The effectiveness and cost data were from one randomised controlled trial. The time horizon was nine months (the follow-up period of the trial). The authors stated that the perspective of the UK NHS was adopted.
The effectiveness data were from the General Practice Research Framework Nasal Steroids for Otitis Media with Effusion (GNOME) trial (Williamson, et al. 2009, see 'Other Publications of Related Interest' below for bibliographic details). This was a placebo-controlled, double-blind, randomised trial of 217 children aged four to 11 years, with a history of otitis media and tympanometry-confirmed bilateral OME. The patients were recruited from 76 Medical Research Council General Practice Research Framework practices in the UK, with 105 patients randomised to mometasone furoate and 112 to placebo. The primary outcome measure was the proportion of children who were cured of bilateral OME, using tympanometry criteria (at least one ear with an A or C1 type recording) at one month.

— Image-grounded pointing data —
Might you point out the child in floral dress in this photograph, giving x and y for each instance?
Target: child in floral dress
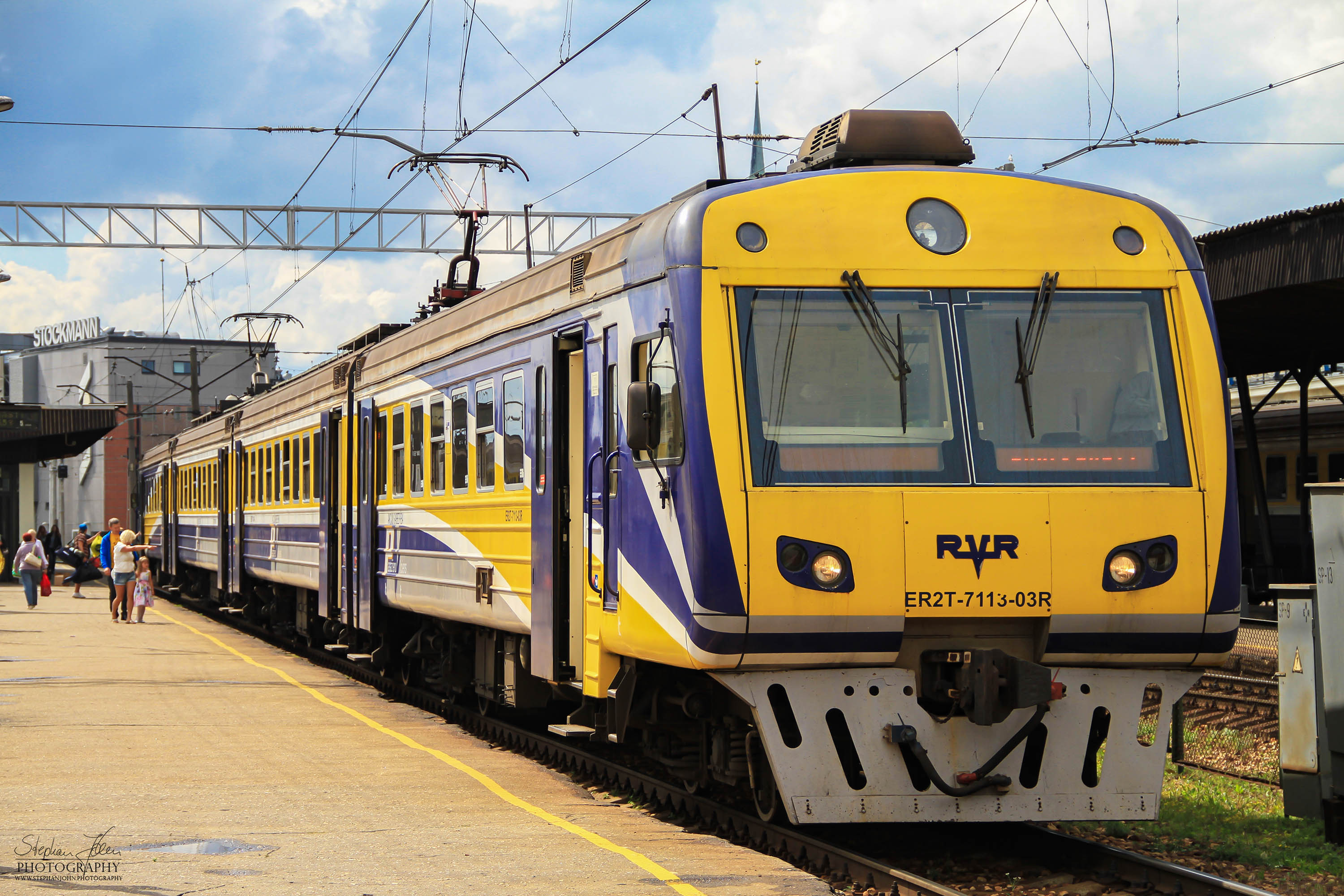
(144, 594)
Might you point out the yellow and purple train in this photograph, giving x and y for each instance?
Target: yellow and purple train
(883, 489)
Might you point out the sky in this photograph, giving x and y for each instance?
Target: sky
(1033, 88)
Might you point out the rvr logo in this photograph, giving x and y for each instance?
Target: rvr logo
(979, 552)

— WORK INSTRUCTION A —
In the trial summary, how many children were randomised to placebo?
— WORK INSTRUCTION B —
Explain why the time horizon in the trial summary was nine months.
— WORK INSTRUCTION C —
Rewrite the part of the trial summary starting at "The effectiveness data" and ending at "at one month.", replacing "mometasone furoate" with "the intranasal steroid".

— EXERCISE OUTPUT A —
112 children were randomised to placebo.

— EXERCISE OUTPUT B —
The time horizon was nine months because that was the follow-up period of the trial.

— EXERCISE OUTPUT C —
The effectiveness data were from the General Practice Research Framework Nasal Steroids for Otitis Media with Effusion (GNOME) trial (Williamson, et al. 2009, see 'Other Publications of Related Interest' below for bibliographic details). This was a placebo-controlled, double-blind, randomised trial of 217 children aged four to 11 years, with a history of otitis media and tympanometry-confirmed bilateral OME. The patients were recruited from 76 Medical Research Council General Practice Research Framework practices in the UK, with 105 patients randomised to the intranasal steroid and 112 to placebo. The primary outcome measure was the proportion of children who were cured of bilateral OME, using tympanometry criteria (at least one ear with an A or C1 type recording) at one month.